| Artigo |
Até o Pinhão tivemos comboio. Aí tornou-se-nos necessário esperar pela diligência que seguia para Macedo de Cavaleiros. O Pinhão fica no Alto Douro, nas margens do rio, entre montanhas. Nunca estive em terra mais quente: não se podia chegar à janela com o calor; parecia a zona tórrida. Finalmente chocalharam na rua as campainhas da diligência, e nós continuamos nela a nossa viagem até Macedo, subindo a íngreme estrada de Favaios debaixo das frechadas ardentes do sol, atravessando aos fins da tarde os vinhedos de Alijó, e passando, já de noite, por Murça, a da célebre porca, e, ao romper da madrugada, por Mirandela, de que o cocheiro disse, segundo o provérbio, mira-a de longe, e foge dela, não sei com que fundamento, a não ser o da aliteração e da rima, pois a vila, estendida nas margens do Tua, é pitoresca, e tinha, para matar a fome e a sede dos passageiros, boa vitela e melhor vinho verde.
Vêm os leitores que a viagem foi demorada. Se eu a isto acrescentar que a diligência não oferecia cómodos de qualidade nenhuma, e, pelo contrário, nos levava aos solavancos, sem nos deixar dormir um momento, compreenderão que conseguir o prazer de ouvir in loco dois ditongos mirandeses não custa tão pouco como à primeira vista parece.

| Enunciado A |
Reproduza o trecho do artigo sobre a viagem até Macedo de Cavaleiros que vai de "Vêm os leitores" a "primeira vista parece.".

Dados de marcação de coordenadas
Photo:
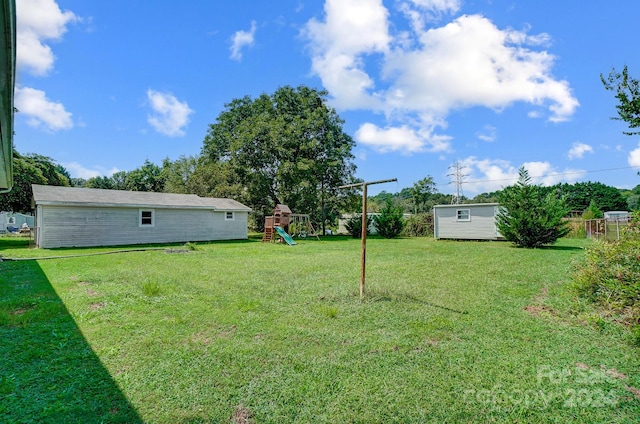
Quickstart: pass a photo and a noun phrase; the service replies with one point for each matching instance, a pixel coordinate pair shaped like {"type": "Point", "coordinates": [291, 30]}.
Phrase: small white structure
{"type": "Point", "coordinates": [79, 217]}
{"type": "Point", "coordinates": [466, 222]}
{"type": "Point", "coordinates": [14, 221]}
{"type": "Point", "coordinates": [622, 216]}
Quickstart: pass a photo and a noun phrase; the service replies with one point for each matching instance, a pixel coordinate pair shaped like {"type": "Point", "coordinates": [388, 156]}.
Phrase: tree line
{"type": "Point", "coordinates": [289, 147]}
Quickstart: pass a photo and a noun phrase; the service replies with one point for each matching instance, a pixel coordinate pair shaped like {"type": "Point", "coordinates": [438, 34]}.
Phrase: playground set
{"type": "Point", "coordinates": [283, 222]}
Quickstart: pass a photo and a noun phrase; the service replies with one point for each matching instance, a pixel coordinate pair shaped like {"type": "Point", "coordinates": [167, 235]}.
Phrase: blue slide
{"type": "Point", "coordinates": [285, 236]}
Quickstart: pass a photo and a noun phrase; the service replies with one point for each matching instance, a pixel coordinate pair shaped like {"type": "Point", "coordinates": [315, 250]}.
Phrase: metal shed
{"type": "Point", "coordinates": [466, 222]}
{"type": "Point", "coordinates": [79, 217]}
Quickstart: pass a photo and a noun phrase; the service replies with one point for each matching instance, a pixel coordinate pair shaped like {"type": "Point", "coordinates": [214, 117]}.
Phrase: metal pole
{"type": "Point", "coordinates": [363, 260]}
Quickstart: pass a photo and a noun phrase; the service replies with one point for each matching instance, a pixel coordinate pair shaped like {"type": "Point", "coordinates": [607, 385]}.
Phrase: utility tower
{"type": "Point", "coordinates": [458, 179]}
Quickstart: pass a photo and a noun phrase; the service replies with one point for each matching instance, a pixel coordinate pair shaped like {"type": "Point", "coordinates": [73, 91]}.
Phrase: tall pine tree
{"type": "Point", "coordinates": [529, 217]}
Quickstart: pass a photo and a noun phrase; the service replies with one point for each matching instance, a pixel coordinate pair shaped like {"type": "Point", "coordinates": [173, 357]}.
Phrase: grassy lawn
{"type": "Point", "coordinates": [265, 333]}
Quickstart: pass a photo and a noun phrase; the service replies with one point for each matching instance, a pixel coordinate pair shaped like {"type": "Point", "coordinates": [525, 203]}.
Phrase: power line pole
{"type": "Point", "coordinates": [363, 256]}
{"type": "Point", "coordinates": [458, 180]}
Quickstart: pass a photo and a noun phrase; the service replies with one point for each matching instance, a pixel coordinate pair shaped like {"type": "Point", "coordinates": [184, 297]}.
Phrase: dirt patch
{"type": "Point", "coordinates": [636, 392]}
{"type": "Point", "coordinates": [200, 337]}
{"type": "Point", "coordinates": [539, 310]}
{"type": "Point", "coordinates": [176, 251]}
{"type": "Point", "coordinates": [241, 415]}
{"type": "Point", "coordinates": [227, 333]}
{"type": "Point", "coordinates": [615, 373]}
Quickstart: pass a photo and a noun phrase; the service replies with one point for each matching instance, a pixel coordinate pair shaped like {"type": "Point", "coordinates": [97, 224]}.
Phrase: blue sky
{"type": "Point", "coordinates": [421, 84]}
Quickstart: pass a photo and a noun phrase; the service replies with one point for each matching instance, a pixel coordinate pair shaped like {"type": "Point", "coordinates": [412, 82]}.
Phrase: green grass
{"type": "Point", "coordinates": [447, 332]}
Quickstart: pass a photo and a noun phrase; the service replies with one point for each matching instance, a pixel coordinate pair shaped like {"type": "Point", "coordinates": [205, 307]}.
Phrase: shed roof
{"type": "Point", "coordinates": [7, 85]}
{"type": "Point", "coordinates": [467, 205]}
{"type": "Point", "coordinates": [75, 196]}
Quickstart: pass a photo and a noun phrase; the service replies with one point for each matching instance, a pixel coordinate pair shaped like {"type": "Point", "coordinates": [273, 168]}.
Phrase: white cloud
{"type": "Point", "coordinates": [76, 170]}
{"type": "Point", "coordinates": [242, 39]}
{"type": "Point", "coordinates": [351, 30]}
{"type": "Point", "coordinates": [418, 78]}
{"type": "Point", "coordinates": [40, 111]}
{"type": "Point", "coordinates": [578, 150]}
{"type": "Point", "coordinates": [487, 133]}
{"type": "Point", "coordinates": [170, 114]}
{"type": "Point", "coordinates": [402, 139]}
{"type": "Point", "coordinates": [489, 175]}
{"type": "Point", "coordinates": [38, 21]}
{"type": "Point", "coordinates": [419, 12]}
{"type": "Point", "coordinates": [634, 157]}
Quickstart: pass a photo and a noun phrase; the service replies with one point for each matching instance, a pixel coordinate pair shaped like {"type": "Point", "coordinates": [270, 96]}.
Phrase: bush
{"type": "Point", "coordinates": [610, 273]}
{"type": "Point", "coordinates": [419, 225]}
{"type": "Point", "coordinates": [354, 225]}
{"type": "Point", "coordinates": [529, 217]}
{"type": "Point", "coordinates": [390, 222]}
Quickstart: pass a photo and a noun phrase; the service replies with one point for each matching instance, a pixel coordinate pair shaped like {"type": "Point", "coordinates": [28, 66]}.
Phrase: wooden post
{"type": "Point", "coordinates": [365, 228]}
{"type": "Point", "coordinates": [363, 257]}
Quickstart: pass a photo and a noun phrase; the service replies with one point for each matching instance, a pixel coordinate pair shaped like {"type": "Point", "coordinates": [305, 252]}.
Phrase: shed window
{"type": "Point", "coordinates": [463, 215]}
{"type": "Point", "coordinates": [147, 218]}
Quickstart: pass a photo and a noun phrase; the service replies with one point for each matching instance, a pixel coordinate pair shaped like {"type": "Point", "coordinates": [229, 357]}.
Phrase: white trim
{"type": "Point", "coordinates": [140, 218]}
{"type": "Point", "coordinates": [458, 214]}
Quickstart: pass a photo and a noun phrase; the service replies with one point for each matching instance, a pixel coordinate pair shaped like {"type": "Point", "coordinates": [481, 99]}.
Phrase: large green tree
{"type": "Point", "coordinates": [580, 195]}
{"type": "Point", "coordinates": [288, 147]}
{"type": "Point", "coordinates": [530, 217]}
{"type": "Point", "coordinates": [627, 91]}
{"type": "Point", "coordinates": [31, 169]}
{"type": "Point", "coordinates": [421, 192]}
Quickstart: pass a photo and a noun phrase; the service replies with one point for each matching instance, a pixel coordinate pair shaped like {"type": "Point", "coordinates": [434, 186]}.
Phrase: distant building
{"type": "Point", "coordinates": [78, 217]}
{"type": "Point", "coordinates": [616, 215]}
{"type": "Point", "coordinates": [466, 222]}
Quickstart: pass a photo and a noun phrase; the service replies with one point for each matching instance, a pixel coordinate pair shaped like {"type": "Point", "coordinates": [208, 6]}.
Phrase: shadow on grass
{"type": "Point", "coordinates": [49, 372]}
{"type": "Point", "coordinates": [561, 248]}
{"type": "Point", "coordinates": [387, 296]}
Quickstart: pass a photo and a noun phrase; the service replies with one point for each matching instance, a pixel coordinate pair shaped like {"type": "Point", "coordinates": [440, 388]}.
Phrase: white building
{"type": "Point", "coordinates": [466, 222]}
{"type": "Point", "coordinates": [75, 217]}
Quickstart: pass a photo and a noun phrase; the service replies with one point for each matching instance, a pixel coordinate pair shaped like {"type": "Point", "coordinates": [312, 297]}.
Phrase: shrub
{"type": "Point", "coordinates": [610, 273]}
{"type": "Point", "coordinates": [419, 225]}
{"type": "Point", "coordinates": [529, 217]}
{"type": "Point", "coordinates": [354, 225]}
{"type": "Point", "coordinates": [390, 222]}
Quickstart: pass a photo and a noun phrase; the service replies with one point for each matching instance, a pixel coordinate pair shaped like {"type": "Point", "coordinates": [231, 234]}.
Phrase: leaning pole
{"type": "Point", "coordinates": [363, 256]}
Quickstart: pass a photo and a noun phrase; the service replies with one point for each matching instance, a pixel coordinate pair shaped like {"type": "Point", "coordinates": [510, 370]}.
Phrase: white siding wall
{"type": "Point", "coordinates": [64, 226]}
{"type": "Point", "coordinates": [481, 225]}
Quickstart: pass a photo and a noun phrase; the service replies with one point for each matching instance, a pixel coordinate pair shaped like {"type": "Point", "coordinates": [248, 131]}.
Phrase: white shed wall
{"type": "Point", "coordinates": [481, 225]}
{"type": "Point", "coordinates": [67, 226]}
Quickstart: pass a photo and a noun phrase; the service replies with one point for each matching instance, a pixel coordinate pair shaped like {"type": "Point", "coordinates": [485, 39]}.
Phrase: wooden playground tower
{"type": "Point", "coordinates": [282, 220]}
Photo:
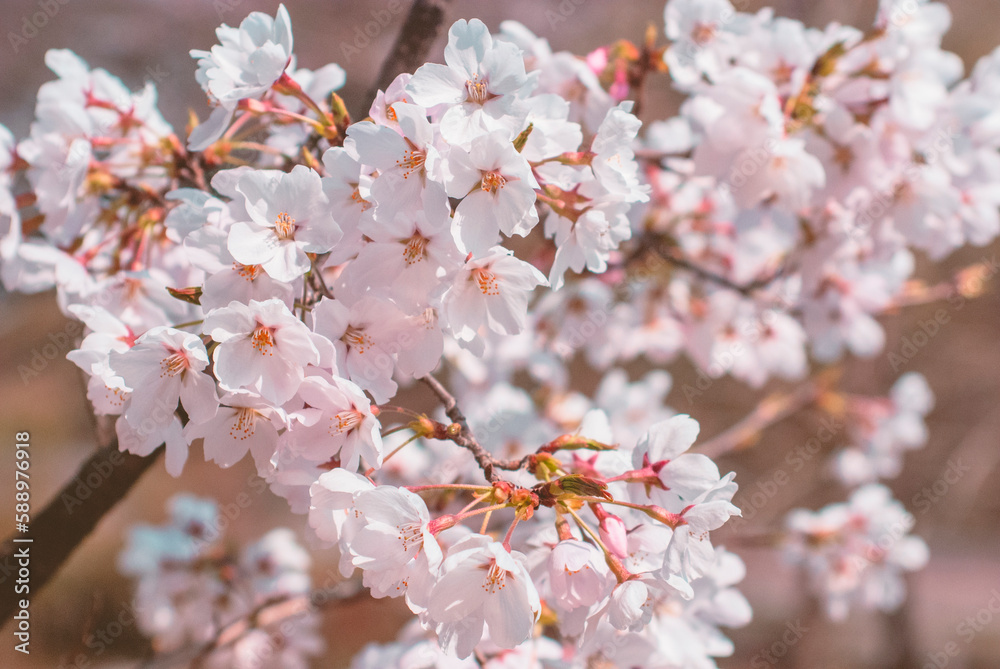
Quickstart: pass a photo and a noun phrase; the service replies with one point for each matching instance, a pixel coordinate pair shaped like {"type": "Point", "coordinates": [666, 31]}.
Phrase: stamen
{"type": "Point", "coordinates": [263, 340]}
{"type": "Point", "coordinates": [345, 421]}
{"type": "Point", "coordinates": [173, 364]}
{"type": "Point", "coordinates": [248, 272]}
{"type": "Point", "coordinates": [477, 90]}
{"type": "Point", "coordinates": [487, 280]}
{"type": "Point", "coordinates": [492, 181]}
{"type": "Point", "coordinates": [416, 249]}
{"type": "Point", "coordinates": [356, 339]}
{"type": "Point", "coordinates": [245, 423]}
{"type": "Point", "coordinates": [413, 159]}
{"type": "Point", "coordinates": [496, 578]}
{"type": "Point", "coordinates": [285, 226]}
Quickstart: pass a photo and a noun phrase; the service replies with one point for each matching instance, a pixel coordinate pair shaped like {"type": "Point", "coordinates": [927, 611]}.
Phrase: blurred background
{"type": "Point", "coordinates": [145, 39]}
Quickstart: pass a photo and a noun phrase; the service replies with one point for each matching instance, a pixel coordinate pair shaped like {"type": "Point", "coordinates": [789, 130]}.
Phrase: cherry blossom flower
{"type": "Point", "coordinates": [290, 217]}
{"type": "Point", "coordinates": [262, 347]}
{"type": "Point", "coordinates": [246, 63]}
{"type": "Point", "coordinates": [482, 583]}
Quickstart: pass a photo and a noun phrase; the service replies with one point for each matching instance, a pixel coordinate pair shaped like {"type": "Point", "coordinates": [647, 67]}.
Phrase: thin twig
{"type": "Point", "coordinates": [282, 609]}
{"type": "Point", "coordinates": [466, 439]}
{"type": "Point", "coordinates": [420, 29]}
{"type": "Point", "coordinates": [773, 409]}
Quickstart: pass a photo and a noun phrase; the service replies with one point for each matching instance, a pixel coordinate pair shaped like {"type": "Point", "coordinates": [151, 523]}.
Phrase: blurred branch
{"type": "Point", "coordinates": [417, 35]}
{"type": "Point", "coordinates": [67, 520]}
{"type": "Point", "coordinates": [284, 609]}
{"type": "Point", "coordinates": [772, 409]}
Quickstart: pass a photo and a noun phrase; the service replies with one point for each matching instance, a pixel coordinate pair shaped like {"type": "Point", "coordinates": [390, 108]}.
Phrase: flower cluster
{"type": "Point", "coordinates": [856, 552]}
{"type": "Point", "coordinates": [190, 590]}
{"type": "Point", "coordinates": [789, 194]}
{"type": "Point", "coordinates": [269, 285]}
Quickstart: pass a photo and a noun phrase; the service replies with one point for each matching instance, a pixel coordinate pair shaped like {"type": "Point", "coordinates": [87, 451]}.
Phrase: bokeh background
{"type": "Point", "coordinates": [146, 39]}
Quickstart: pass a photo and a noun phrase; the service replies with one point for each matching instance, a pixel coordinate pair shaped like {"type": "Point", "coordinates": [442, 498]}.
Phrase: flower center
{"type": "Point", "coordinates": [492, 181]}
{"type": "Point", "coordinates": [703, 33]}
{"type": "Point", "coordinates": [496, 578]}
{"type": "Point", "coordinates": [173, 364]}
{"type": "Point", "coordinates": [345, 421]}
{"type": "Point", "coordinates": [285, 226]}
{"type": "Point", "coordinates": [356, 339]}
{"type": "Point", "coordinates": [487, 280]}
{"type": "Point", "coordinates": [413, 159]}
{"type": "Point", "coordinates": [244, 423]}
{"type": "Point", "coordinates": [410, 535]}
{"type": "Point", "coordinates": [248, 272]}
{"type": "Point", "coordinates": [262, 340]}
{"type": "Point", "coordinates": [356, 196]}
{"type": "Point", "coordinates": [477, 90]}
{"type": "Point", "coordinates": [415, 250]}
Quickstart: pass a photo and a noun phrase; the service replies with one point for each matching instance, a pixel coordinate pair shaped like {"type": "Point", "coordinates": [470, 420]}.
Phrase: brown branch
{"type": "Point", "coordinates": [420, 29]}
{"type": "Point", "coordinates": [282, 608]}
{"type": "Point", "coordinates": [100, 483]}
{"type": "Point", "coordinates": [466, 439]}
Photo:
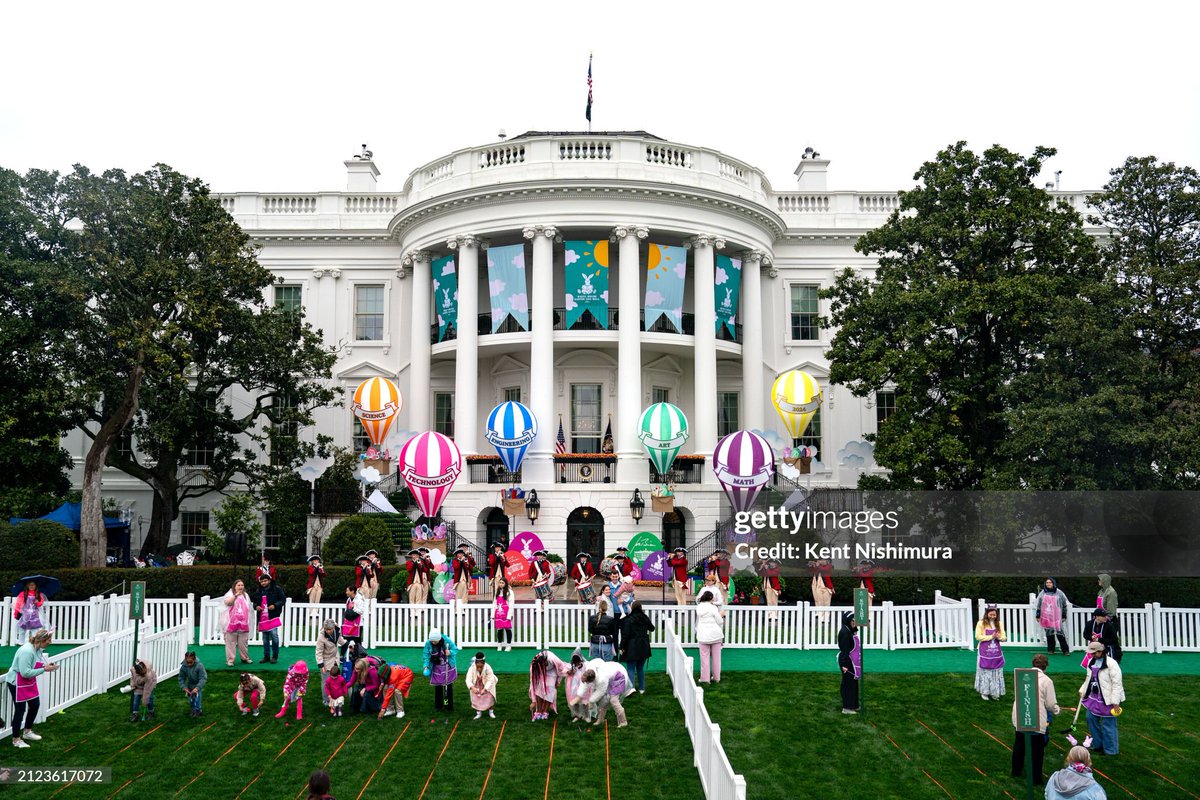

| Enunciado B |
Apresente, sem alterações, todas as linhas dos registos que contêm a cadeia "flower", tendo em conta a distinção entre maiúsculas e minúsculas.

| Resolução A |
Vêm os leitores que a viagem foi demorada. Se eu a isto acrescentar que a diligência não oferecia cómodos de qualidade nenhuma, e, pelo contrário, nos levava aos solavancos, sem nos deixar dormir um momento, compreenderão que conseguir o prazer de ouvir in loco dois ditongos mirandeses não custa tão pouco como à primeira vista parece.

| Resolução B |
Phrase: cherry blossom flower
Phrase: flower cluster
Phrase: flower center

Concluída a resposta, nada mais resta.